(Entries from a pointing dataset)
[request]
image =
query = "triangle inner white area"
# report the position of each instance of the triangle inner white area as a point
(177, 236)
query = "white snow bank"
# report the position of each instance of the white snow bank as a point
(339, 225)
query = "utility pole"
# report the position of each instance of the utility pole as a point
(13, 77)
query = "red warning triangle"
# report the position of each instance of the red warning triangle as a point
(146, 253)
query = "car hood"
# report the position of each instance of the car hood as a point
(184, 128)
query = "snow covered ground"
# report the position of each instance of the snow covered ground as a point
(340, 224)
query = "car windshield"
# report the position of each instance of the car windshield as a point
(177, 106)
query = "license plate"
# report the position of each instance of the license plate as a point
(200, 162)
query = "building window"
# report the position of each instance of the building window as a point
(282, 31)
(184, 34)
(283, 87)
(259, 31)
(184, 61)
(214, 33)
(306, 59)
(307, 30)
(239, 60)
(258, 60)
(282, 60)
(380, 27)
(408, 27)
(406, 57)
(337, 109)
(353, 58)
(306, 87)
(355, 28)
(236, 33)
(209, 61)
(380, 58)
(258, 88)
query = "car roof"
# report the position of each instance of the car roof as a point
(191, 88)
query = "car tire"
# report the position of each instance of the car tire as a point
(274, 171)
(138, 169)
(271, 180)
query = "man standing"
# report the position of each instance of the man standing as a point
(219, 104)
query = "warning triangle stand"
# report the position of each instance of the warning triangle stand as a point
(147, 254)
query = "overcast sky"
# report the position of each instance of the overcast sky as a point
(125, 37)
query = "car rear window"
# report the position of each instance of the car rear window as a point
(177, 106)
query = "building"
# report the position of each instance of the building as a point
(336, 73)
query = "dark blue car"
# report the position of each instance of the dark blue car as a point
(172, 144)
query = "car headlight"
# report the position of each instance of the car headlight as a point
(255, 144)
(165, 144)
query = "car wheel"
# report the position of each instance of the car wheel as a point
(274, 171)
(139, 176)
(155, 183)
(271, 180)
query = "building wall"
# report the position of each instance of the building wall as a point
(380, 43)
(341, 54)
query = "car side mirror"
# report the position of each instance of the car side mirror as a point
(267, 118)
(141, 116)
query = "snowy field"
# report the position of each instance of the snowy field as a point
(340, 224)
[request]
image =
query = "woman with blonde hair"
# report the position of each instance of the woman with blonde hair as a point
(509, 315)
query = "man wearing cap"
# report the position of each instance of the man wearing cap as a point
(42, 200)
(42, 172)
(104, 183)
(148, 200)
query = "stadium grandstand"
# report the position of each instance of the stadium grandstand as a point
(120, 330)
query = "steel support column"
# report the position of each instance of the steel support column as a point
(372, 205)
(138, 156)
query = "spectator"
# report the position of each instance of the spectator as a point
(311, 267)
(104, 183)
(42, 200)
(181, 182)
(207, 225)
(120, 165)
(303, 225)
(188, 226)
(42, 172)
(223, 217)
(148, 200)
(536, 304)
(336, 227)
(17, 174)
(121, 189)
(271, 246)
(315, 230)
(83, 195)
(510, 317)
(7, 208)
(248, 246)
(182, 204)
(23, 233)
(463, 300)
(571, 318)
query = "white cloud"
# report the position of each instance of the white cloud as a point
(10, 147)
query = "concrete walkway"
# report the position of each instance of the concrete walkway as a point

### Challenge
Please pick out every line of the rows above that contains the string "column" and copy each one. Treat uppercase and lowercase as different.

### Finished answer
query = "steel support column"
# report the position of each instance of the steel support column as a point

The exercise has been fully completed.